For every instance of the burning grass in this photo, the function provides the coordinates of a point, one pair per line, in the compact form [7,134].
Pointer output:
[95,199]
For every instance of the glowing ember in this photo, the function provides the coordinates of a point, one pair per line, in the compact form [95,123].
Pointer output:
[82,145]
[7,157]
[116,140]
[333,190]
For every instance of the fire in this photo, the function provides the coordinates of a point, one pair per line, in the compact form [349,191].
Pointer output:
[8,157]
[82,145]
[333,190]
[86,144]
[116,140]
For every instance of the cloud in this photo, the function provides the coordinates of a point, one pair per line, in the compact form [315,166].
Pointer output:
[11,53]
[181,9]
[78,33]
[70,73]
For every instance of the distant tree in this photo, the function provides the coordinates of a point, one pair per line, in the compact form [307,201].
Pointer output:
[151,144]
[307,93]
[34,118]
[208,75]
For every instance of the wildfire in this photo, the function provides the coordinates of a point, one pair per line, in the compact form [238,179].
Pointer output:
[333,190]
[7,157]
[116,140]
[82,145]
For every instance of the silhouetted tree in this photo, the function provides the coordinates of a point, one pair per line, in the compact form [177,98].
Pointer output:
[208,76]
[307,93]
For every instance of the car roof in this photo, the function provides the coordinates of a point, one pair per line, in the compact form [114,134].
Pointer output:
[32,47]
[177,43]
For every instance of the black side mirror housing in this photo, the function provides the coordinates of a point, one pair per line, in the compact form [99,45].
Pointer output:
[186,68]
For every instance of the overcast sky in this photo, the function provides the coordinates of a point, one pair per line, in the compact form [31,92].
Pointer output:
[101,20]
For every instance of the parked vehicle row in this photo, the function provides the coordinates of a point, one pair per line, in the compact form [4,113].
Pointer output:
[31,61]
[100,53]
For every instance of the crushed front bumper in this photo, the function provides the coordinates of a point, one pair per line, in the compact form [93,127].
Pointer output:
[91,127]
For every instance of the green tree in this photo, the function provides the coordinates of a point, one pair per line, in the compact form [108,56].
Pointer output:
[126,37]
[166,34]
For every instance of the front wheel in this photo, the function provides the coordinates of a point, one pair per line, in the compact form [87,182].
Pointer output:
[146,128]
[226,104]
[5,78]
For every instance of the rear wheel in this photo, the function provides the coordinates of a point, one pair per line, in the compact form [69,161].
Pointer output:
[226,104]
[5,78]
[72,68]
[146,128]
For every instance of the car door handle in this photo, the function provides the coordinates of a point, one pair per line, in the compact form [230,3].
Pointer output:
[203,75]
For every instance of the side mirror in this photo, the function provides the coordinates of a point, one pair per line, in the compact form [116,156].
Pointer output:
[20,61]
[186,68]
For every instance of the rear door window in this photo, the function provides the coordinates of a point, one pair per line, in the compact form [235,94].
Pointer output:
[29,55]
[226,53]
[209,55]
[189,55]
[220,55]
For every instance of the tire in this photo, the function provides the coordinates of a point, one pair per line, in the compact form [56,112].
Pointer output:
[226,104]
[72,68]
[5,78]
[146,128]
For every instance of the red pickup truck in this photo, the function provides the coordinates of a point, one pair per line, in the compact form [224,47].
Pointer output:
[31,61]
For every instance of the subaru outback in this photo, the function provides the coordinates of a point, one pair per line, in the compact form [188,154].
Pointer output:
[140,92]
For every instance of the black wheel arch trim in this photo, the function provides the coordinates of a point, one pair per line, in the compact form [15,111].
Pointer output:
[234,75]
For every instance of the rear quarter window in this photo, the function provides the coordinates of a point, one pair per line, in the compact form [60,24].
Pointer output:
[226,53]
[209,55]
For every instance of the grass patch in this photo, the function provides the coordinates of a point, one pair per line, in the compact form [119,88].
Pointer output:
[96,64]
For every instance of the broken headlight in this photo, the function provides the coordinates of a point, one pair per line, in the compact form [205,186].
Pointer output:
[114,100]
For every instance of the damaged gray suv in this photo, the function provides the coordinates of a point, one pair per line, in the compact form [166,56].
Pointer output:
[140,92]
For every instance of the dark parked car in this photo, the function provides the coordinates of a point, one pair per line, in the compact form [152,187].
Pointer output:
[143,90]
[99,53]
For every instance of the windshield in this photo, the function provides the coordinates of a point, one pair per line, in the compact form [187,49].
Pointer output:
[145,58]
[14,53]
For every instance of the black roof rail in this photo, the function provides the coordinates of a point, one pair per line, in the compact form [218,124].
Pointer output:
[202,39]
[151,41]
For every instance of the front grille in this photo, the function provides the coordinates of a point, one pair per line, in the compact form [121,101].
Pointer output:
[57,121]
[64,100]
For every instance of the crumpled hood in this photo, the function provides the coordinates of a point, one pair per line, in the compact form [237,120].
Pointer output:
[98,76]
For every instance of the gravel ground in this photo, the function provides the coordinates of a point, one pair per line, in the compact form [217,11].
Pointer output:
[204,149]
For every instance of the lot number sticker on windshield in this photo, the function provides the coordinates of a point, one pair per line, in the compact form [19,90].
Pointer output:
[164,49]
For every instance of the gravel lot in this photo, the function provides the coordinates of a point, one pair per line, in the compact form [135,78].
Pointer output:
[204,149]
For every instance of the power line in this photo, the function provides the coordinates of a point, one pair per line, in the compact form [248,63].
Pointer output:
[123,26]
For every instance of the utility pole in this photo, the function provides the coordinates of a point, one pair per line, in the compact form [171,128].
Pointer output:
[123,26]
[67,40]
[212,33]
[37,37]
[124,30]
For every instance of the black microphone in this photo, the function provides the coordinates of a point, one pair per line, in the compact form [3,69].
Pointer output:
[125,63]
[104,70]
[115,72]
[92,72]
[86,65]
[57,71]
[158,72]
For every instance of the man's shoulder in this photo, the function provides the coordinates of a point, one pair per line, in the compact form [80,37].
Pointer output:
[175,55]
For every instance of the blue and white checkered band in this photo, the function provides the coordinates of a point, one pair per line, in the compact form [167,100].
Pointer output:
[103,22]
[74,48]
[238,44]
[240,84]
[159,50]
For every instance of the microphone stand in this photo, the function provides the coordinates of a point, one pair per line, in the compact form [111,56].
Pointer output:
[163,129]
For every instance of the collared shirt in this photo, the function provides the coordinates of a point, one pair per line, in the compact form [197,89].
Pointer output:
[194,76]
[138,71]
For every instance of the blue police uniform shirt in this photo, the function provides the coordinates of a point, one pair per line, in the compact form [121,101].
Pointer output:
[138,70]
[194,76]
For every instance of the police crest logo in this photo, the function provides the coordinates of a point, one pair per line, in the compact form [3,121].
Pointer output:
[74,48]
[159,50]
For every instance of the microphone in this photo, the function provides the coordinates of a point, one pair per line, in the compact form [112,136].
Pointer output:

→ **Required action**: Word for word, transcribe each record.

→ **Solution for this problem**:
For every instance of the burning grass in this photo, the function provides the coordinates of a point, one pair per line, in the compact form [7,134].
Pointer output:
[95,199]
For every instance of the glowing ember in this photo, the function provides the coordinates of a point, one pair per line, in the compact form [95,123].
Pointer output:
[82,145]
[7,157]
[116,140]
[333,190]
For every instance of the fire in this photo, the function provides the coordinates of a point, one pair per line, in the compact form [349,191].
Pointer output:
[8,157]
[82,145]
[333,190]
[86,144]
[116,140]
For every instance of the cloud in this photo, the function provides the coordinates of a point, one pair per line, in the compact form [315,166].
Pointer output:
[11,53]
[181,9]
[78,33]
[70,73]
For every instance of the distant tree in this photo, the function provides the coordinates of a point, one pair per line, in the compact form [307,201].
Pointer output:
[151,144]
[307,93]
[34,118]
[208,75]
For every instance of the wildfire in this photo, the function provides the coordinates of a point, one pair per line, in the compact form [238,179].
Pointer output:
[333,190]
[7,157]
[116,140]
[82,145]
For every instance of the silhouetted tree in this photo, the function provides the coordinates of a point, one pair per line, in the compact form [177,98].
Pointer output:
[208,76]
[307,93]
For every instance of the car roof in this photo, the function provides the coordinates of a point, one pair per line, in the compact form [114,134].
Pointer output:
[32,47]
[177,43]
For every instance of the black side mirror housing in this photo, the function provides the coordinates of a point, one pair per line, in the compact form [99,45].
Pointer output:
[186,68]
For every instance of the overcast sky in this photo, the function provides the coordinates of a point, one pair per line, in the compact form [31,92].
Pointer output:
[101,20]
For every instance of the parked vehicle row in this photo, the function provides the coordinates of a point, one pair per line, in the compact form [4,113].
Pointer output:
[31,61]
[100,53]
For every instance of the crushed front bumper in this photo, the function provides the coordinates of a point, one pair per line, in the compact form [93,127].
Pointer output:
[91,127]
For every instance of the green tree in this photo, the function provides the coordinates of a point, one pair per line, in the compact form [108,56].
Pointer output:
[126,37]
[166,34]
For every instance of the front wheel in this photo, the function provides the coordinates of a point, one pair per line, in the compact form [87,182].
Pointer output:
[146,128]
[226,104]
[5,78]
For every instance of the rear wheel in this photo, the function provides the coordinates of a point, one pair per line, in the compact form [69,161].
Pointer output:
[226,104]
[5,78]
[72,68]
[146,128]
For every instance of the car door handle in this photo, the function provides the coordinates of a point, one pair per line, in the compact form [230,3].
Pointer output:
[203,75]
For every instance of the side mirror in this photo, the function provides the coordinates of a point, one pair per line, in the compact form [116,156].
Pointer output:
[20,61]
[186,68]
For every instance of the rear door window in this photo, the function provides the coordinates of a point, one pair per line, in the compact form [235,94].
Pointer output:
[29,55]
[226,53]
[209,55]
[189,55]
[220,55]
For every instance of the tire in this photo, the function provides the coordinates of a point, one pair per line, in the compact form [56,112].
Pointer output:
[226,104]
[72,68]
[5,78]
[146,128]
For every instance of the red pickup truck in this photo, the function provides the coordinates of a point, one pair per line, in the compact form [224,47].
Pointer output:
[31,61]
For every instance of the subaru outback in this photo, the function provides the coordinates of a point, one pair per line, in the compact form [188,154].
Pointer output:
[140,92]
For every instance of the black wheel arch trim in this photo, the function provides the coordinates of a point, one pair per line, in the compact form [15,111].
Pointer output:
[234,75]
For every instance of the rear quarter window in this photo, the function provides the coordinates of a point, one pair per line, in the compact form [60,24].
Pointer output:
[226,53]
[209,55]
For every instance of the grass patch in this photo, the function provides the coordinates of a point, one pair per line, in the compact form [119,88].
Pointer output:
[96,64]
For every instance of the broken headlight in this photo, the function provides the coordinates of a point, one pair per line, in the compact form [205,186].
Pointer output:
[114,100]
For every instance of the damaged gray suv in this photo, the function provides the coordinates of a point, one pair per line, in the compact form [166,56].
Pointer output:
[140,92]
For every instance of the dark parked car in this photo, the function provides the coordinates of a point, one pair per line, in the compact form [152,187].
Pointer output:
[143,90]
[99,53]
For every instance of the windshield in this photo, the function provides the coordinates of a point, one pair per line, in the compact form [187,49].
Pointer output:
[145,58]
[14,53]
For every instance of the black roof rail in this photo, the function provides the coordinates of a point, one pair per line, in the compact form [218,124].
Pointer output:
[202,39]
[151,41]
For every instance of the front grille in this photo, the function provides the coordinates of a point, one pair per line, in the compact form [121,101].
Pointer output:
[57,121]
[64,100]
For every instance of the crumpled hood in this photo, the function provides the coordinates of a point, one pair per line, in the compact form [237,120].
Pointer output:
[98,76]
For every instance of the gravel ground in this photo, the function provides the coordinates of a point, one pair per line, in the compact form [217,11].
Pointer output:
[204,149]
For every instance of the lot number sticker on windshield in this photo, the function provides the coordinates of a point, one pair per line, in the compact form [19,90].
Pointer output:
[164,49]
For every instance of the gravel lot in this photo, the function provides the coordinates of a point, one pair per line, in the compact form [135,78].
Pointer output:
[204,149]
For every instance of the power line in this photo, the function provides the coordinates of a point, one pair per line, in the compact form [248,63].
Pointer output:
[123,26]
For every instance of the utility pole in this photo, the function provides the coordinates of a point, one pair per line, in the compact form [171,128].
Pointer output:
[123,26]
[67,40]
[212,33]
[37,37]
[124,30]
For every instance of the black microphone in this photo, the function provides the coordinates of a point, one pair per line, in the compact form [3,69].
Pointer output:
[125,63]
[104,70]
[115,72]
[92,72]
[86,65]
[57,71]
[158,72]
For every instance of the man's shoulder in this photo, the function provides the coordinates of a point, one pair per line, in the compact form [80,37].
Pointer output:
[175,55]
For every instance of the blue and white checkered band in this photo, the function provides the coordinates of a point, one pair per line, in the compact form [167,100].
Pointer output:
[103,22]
[74,48]
[238,44]
[240,84]
[159,50]
For every instance of the microphone stand in this photo, the function provides the coordinates of a point, one pair per line, in the compact form [111,56].
Pointer output:
[163,129]
For every instance of the collared shirt in this photo, the function provides the coordinates of a point, one pair per line, in the compact form [197,89].
Pointer output:
[194,76]
[138,71]
For every instance of the blue police uniform shirt in this photo, the function provides the coordinates of a point, one pair per line, in the compact form [121,101].
Pointer output:
[138,70]
[194,76]
For every instance of the police crest logo in this photo, the function provides the coordinates of a point, one pair per line, in the compact form [3,121].
Pointer output:
[74,48]
[159,50]
For every instance of the microphone in this photo, the function provides the coordinates of a point, one pair per line, in the compact form [112,136].
Pointer output:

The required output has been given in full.